#### [Problem to work on]
Return exactly the span that opens with the line containing "In the photo above, where can the gloved" and closes with the final line of the records, both included.

#### [Records]

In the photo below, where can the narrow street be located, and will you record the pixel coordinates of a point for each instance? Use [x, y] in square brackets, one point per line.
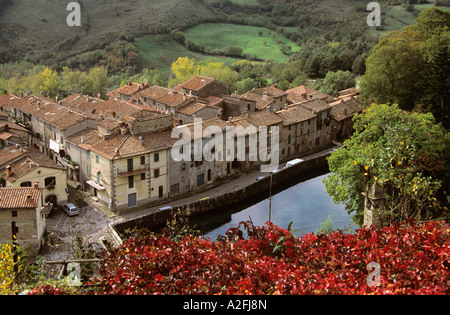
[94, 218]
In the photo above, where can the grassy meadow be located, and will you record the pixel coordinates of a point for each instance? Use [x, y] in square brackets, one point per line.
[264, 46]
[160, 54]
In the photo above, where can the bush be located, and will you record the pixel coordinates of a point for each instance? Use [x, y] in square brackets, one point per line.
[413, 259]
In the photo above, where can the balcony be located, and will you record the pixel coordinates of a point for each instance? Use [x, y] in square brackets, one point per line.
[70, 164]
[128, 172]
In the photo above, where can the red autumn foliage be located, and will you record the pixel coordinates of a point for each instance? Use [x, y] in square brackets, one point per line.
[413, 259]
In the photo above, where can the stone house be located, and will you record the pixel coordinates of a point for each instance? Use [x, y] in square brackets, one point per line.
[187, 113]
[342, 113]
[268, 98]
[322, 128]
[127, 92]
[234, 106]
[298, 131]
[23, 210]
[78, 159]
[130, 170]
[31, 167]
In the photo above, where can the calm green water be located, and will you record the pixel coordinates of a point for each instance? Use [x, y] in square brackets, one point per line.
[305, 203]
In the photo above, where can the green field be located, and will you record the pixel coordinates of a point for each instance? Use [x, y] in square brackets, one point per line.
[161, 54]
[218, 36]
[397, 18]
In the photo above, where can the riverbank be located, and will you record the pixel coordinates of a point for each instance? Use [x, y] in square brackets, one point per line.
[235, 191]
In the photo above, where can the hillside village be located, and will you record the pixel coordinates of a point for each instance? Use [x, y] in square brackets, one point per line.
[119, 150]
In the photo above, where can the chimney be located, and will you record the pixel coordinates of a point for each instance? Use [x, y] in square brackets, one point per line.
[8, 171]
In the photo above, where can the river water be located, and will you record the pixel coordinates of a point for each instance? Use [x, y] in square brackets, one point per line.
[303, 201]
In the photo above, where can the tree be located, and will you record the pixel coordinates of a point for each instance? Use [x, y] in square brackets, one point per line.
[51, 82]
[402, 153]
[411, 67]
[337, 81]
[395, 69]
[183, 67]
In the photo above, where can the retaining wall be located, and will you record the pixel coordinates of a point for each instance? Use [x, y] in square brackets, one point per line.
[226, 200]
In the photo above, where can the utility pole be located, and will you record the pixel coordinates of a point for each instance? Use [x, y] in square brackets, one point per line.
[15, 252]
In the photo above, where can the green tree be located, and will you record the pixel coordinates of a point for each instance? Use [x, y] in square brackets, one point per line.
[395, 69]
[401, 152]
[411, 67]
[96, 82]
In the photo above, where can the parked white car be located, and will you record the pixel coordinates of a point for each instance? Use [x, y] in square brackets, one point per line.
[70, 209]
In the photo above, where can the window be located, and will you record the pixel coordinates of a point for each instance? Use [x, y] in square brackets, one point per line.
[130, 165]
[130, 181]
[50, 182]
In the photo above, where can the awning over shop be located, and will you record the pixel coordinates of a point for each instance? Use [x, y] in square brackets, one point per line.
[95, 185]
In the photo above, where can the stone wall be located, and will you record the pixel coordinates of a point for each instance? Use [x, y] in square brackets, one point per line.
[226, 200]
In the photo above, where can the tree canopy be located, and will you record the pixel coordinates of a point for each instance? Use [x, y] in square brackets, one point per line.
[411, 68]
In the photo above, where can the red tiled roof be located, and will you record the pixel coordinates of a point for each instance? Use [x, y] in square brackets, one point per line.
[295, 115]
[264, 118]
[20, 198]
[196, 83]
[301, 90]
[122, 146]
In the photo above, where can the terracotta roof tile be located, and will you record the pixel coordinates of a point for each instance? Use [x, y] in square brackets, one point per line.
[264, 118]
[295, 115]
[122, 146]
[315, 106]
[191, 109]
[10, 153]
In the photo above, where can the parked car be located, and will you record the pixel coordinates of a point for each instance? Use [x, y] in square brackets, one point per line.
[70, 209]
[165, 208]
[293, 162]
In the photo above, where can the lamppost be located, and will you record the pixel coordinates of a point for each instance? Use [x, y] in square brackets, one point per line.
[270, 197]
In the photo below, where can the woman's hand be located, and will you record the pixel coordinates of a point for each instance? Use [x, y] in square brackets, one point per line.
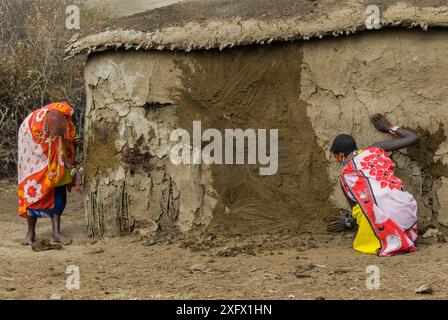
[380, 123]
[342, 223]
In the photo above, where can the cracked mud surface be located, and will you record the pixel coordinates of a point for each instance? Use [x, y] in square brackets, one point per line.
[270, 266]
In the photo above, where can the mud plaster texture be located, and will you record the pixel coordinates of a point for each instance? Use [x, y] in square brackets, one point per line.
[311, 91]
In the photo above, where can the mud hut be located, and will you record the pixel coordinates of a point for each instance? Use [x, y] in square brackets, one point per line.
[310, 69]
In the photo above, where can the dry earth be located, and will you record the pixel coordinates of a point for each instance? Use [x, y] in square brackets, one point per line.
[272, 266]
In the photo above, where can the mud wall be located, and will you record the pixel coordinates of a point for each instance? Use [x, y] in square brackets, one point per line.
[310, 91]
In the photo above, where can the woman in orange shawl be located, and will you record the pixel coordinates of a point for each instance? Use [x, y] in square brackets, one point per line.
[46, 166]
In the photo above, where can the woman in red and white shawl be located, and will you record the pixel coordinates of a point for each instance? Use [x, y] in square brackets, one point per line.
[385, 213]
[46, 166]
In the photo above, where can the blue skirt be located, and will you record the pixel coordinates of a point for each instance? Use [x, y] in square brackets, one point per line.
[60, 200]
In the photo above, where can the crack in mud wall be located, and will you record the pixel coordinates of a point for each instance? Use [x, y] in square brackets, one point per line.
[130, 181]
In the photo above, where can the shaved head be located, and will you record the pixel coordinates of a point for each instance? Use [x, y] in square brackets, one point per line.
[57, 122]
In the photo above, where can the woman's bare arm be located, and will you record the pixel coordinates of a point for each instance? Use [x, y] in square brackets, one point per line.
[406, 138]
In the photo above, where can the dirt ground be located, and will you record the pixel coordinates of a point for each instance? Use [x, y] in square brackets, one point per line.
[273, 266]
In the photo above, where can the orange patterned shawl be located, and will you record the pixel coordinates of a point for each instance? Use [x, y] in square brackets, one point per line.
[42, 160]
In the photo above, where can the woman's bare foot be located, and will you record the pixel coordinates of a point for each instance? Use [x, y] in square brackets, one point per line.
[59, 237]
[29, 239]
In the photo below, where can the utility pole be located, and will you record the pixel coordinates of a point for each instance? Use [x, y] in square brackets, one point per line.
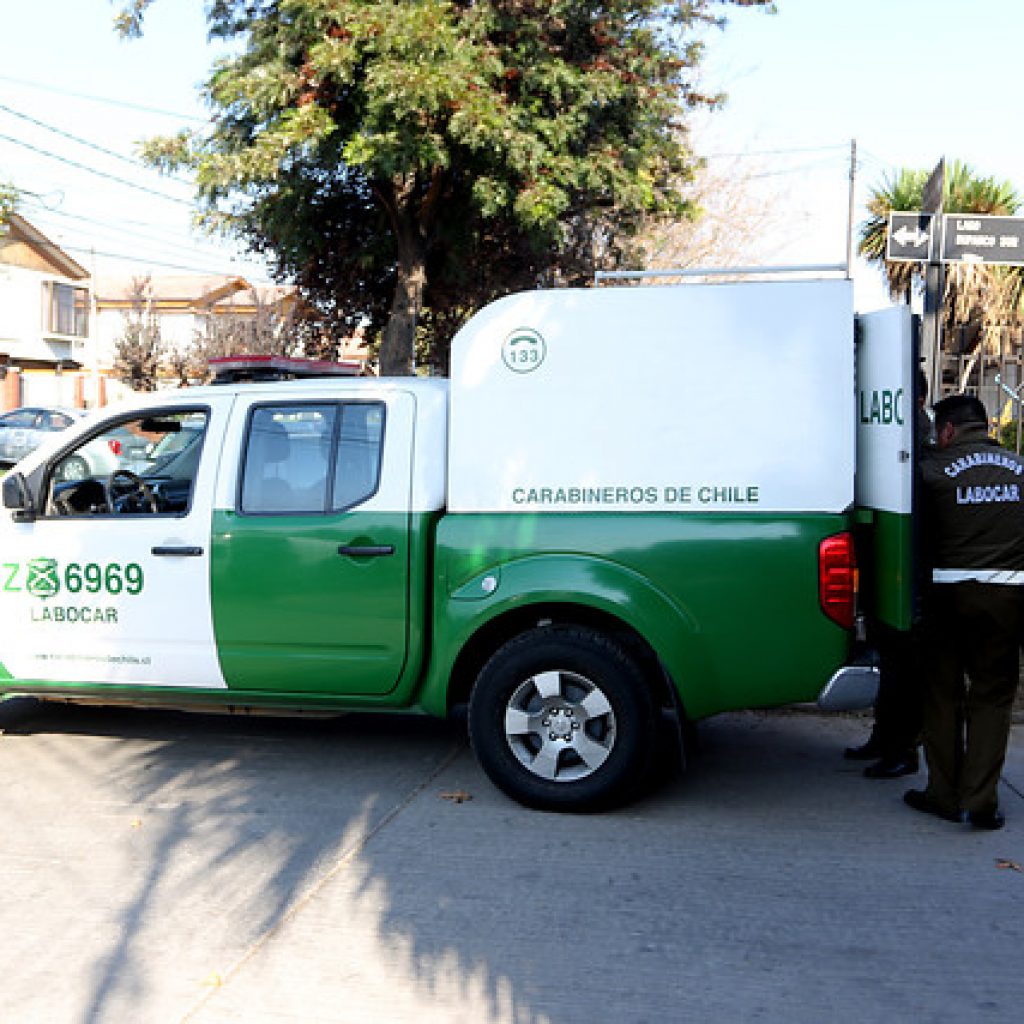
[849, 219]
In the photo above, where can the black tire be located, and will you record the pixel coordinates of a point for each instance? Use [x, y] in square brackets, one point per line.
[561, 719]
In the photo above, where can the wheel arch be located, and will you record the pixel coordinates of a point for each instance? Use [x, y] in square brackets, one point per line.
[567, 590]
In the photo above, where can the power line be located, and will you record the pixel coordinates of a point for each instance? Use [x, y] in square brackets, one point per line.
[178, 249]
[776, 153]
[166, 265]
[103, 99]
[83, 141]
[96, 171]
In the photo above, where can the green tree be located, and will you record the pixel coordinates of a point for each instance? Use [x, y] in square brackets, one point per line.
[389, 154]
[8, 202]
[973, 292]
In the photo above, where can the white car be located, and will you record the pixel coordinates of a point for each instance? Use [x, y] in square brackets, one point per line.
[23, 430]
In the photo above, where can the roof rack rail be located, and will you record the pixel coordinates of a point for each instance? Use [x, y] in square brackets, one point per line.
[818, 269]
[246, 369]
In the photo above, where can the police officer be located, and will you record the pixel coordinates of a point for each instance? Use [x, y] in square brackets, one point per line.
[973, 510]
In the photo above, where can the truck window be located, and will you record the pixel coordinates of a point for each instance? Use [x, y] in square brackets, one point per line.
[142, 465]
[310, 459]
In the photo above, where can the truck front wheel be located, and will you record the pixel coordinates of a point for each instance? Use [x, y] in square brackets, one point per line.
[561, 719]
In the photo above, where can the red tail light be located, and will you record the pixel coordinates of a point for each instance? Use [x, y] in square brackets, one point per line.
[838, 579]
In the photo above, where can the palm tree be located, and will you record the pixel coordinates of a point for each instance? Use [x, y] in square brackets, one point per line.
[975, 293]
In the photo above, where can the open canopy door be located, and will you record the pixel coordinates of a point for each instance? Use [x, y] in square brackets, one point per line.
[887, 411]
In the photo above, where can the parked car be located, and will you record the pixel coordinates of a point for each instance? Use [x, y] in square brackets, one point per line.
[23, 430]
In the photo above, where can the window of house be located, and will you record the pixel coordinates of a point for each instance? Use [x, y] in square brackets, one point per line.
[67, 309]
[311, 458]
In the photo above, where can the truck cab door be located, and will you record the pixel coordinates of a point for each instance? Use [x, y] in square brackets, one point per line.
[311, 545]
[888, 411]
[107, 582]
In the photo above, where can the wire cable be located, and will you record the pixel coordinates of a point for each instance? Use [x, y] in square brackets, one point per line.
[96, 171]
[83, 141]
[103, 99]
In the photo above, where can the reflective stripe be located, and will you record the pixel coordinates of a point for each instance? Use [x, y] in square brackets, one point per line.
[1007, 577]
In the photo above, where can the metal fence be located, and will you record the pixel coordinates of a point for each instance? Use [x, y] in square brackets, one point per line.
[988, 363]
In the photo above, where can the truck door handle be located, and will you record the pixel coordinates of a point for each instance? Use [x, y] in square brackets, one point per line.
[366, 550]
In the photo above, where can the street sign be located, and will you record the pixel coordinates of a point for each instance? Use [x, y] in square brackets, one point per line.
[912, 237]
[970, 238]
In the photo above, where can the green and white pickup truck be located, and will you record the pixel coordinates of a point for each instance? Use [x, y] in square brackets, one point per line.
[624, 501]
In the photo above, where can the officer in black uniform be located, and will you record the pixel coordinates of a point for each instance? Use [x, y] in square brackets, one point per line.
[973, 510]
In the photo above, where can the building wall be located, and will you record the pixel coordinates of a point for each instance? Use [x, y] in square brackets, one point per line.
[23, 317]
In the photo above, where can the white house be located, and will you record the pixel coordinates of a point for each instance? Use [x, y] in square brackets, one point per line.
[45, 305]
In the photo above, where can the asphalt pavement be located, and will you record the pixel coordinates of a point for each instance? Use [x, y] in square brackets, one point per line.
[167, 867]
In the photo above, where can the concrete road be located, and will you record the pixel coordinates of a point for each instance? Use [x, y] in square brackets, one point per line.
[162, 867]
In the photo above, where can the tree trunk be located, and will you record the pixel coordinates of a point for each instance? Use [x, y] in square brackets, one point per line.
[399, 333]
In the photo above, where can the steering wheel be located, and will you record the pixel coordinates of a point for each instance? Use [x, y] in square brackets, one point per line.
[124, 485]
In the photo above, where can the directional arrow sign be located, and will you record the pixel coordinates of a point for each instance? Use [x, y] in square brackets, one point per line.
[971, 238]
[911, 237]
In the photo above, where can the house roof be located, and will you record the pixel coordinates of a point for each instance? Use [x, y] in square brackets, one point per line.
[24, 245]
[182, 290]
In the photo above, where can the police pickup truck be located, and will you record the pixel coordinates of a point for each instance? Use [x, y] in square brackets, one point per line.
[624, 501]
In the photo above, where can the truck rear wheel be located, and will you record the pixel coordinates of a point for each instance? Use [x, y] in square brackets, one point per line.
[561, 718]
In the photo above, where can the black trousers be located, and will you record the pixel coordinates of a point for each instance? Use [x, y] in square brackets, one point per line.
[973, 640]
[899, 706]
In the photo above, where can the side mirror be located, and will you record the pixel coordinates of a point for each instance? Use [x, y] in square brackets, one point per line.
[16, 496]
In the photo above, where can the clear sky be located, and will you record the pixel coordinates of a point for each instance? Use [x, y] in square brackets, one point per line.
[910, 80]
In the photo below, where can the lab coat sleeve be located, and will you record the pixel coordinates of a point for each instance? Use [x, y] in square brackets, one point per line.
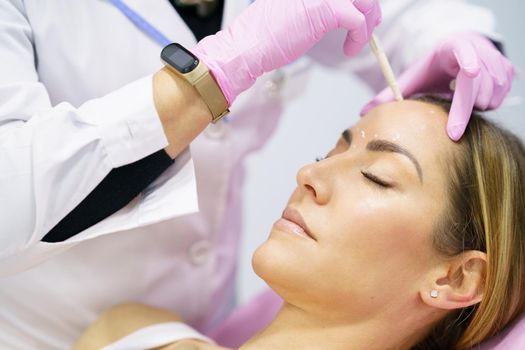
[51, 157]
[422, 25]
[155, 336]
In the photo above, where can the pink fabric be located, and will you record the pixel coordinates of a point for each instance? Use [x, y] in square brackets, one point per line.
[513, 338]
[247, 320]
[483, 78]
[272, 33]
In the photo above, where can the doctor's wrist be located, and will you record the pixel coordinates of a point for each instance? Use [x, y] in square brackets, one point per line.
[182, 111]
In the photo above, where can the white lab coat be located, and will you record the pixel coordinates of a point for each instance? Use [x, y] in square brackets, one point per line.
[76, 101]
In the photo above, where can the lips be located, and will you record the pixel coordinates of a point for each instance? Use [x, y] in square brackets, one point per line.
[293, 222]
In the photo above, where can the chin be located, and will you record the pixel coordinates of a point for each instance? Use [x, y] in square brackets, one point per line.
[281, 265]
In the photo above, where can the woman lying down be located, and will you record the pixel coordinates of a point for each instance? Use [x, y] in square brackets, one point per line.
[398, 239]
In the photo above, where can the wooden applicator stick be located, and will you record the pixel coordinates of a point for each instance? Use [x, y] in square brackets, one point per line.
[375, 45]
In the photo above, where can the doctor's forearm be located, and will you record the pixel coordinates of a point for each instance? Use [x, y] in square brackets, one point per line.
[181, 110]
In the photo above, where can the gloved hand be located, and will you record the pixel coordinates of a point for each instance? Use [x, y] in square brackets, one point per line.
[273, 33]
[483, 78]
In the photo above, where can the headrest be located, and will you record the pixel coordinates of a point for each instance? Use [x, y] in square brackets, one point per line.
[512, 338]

#### [Problem solution]
In the photo above, where can the gloved hand be located, and will you record the pixel coordinates of a point for each instance? Use [x, y] in square brackets, one point per line.
[273, 33]
[483, 78]
In the photo above, where can the headrest be located, and will you record the pixel coordinates of a point for each instance? Use [x, y] in square brackets, one point per line.
[512, 338]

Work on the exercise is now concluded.